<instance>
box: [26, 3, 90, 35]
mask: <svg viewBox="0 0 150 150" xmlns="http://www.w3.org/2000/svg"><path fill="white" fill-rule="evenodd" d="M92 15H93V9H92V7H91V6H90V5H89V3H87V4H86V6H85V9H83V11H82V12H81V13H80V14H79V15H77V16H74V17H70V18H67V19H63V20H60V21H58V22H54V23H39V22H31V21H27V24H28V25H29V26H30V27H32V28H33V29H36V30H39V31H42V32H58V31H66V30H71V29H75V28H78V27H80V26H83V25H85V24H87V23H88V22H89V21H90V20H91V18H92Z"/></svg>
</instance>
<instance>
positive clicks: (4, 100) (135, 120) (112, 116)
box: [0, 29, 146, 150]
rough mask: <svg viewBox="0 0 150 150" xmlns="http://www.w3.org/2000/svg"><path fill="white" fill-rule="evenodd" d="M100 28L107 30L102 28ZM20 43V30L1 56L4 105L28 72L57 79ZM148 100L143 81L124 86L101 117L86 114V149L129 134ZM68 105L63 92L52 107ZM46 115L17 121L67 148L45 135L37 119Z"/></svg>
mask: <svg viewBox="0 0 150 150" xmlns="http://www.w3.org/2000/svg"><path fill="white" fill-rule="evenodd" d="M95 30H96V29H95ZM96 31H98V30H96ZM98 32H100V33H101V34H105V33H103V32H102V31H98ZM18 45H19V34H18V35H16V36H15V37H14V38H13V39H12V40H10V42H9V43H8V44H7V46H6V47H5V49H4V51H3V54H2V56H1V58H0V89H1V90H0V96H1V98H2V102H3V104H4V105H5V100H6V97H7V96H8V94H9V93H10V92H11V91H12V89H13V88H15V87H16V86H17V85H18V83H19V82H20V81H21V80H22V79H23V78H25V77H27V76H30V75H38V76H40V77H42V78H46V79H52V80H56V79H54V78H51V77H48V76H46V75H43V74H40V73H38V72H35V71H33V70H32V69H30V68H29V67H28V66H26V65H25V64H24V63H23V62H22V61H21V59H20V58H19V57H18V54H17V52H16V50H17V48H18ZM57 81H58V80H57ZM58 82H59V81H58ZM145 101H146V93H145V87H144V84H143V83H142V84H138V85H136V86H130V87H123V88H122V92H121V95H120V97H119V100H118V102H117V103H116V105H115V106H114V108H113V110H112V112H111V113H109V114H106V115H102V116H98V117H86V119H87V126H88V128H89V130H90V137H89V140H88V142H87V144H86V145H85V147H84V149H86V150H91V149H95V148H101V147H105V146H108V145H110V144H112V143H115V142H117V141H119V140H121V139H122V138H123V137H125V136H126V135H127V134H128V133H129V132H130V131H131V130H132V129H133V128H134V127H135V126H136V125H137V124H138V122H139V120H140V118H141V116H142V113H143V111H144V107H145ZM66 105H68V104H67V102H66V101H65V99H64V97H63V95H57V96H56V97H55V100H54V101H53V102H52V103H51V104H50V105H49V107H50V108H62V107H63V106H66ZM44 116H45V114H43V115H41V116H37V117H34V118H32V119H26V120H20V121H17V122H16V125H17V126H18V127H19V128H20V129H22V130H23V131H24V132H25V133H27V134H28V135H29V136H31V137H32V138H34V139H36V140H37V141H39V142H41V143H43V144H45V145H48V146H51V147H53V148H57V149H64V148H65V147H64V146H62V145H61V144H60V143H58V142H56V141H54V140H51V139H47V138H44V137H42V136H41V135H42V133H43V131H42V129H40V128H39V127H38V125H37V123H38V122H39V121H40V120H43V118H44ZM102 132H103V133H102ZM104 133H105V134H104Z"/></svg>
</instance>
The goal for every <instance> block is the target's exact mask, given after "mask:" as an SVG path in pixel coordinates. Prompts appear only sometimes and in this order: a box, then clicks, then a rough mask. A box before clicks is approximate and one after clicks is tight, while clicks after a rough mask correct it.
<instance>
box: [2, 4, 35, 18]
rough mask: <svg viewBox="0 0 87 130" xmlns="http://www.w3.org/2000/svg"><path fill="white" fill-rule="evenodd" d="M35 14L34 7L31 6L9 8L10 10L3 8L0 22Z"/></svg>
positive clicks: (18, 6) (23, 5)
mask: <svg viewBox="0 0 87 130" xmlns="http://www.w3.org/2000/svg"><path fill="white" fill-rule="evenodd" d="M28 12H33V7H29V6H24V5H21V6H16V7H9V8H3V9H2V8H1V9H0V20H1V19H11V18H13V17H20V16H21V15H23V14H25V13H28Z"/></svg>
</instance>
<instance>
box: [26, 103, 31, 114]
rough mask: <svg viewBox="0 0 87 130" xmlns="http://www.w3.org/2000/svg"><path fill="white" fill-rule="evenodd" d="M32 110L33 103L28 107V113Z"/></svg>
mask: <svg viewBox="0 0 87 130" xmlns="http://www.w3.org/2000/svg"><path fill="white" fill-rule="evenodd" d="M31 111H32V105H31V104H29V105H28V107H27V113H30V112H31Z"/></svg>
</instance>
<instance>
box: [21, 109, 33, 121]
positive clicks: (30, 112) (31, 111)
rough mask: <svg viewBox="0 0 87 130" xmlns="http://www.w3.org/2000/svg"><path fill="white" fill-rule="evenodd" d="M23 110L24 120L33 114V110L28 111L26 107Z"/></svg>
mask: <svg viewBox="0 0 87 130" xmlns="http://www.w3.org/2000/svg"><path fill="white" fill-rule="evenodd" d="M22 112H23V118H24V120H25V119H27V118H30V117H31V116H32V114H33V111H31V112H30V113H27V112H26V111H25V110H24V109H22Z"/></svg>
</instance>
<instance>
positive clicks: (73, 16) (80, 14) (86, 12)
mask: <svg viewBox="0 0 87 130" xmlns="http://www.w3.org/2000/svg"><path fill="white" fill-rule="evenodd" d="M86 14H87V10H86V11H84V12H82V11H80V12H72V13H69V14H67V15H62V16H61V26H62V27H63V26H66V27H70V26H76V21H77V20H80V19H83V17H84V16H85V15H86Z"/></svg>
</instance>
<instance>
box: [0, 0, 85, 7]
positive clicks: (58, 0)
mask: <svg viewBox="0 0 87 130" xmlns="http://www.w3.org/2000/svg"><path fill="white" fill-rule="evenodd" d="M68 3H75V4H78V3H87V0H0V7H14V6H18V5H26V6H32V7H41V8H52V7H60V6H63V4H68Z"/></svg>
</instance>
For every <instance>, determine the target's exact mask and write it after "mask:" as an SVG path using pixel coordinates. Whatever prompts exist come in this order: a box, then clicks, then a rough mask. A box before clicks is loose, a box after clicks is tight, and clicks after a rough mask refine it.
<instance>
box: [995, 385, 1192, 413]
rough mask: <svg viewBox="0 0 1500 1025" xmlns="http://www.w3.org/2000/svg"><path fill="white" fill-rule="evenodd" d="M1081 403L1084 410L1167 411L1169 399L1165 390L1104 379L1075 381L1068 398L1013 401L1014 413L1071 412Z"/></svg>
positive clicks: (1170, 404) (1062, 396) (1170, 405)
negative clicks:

·····

• _To do_
Return only the exact lines from the opening of the records through the line that contains "box: [0, 29, 146, 150]", both included.

• _Solution_
<instance>
box: [26, 3, 90, 35]
mask: <svg viewBox="0 0 150 150" xmlns="http://www.w3.org/2000/svg"><path fill="white" fill-rule="evenodd" d="M92 15H93V9H92V7H91V6H90V5H89V3H87V4H86V6H85V9H83V11H82V12H81V13H80V14H79V15H77V16H74V17H70V18H67V19H63V20H60V21H58V22H54V23H39V22H31V21H27V24H28V25H29V26H30V27H32V28H33V29H36V30H39V31H42V32H58V31H66V30H71V29H75V28H78V27H80V26H83V25H85V24H87V23H88V22H89V21H90V20H91V18H92Z"/></svg>
</instance>
<instance>
positive clicks: (4, 100) (135, 120) (112, 116)
box: [0, 29, 146, 150]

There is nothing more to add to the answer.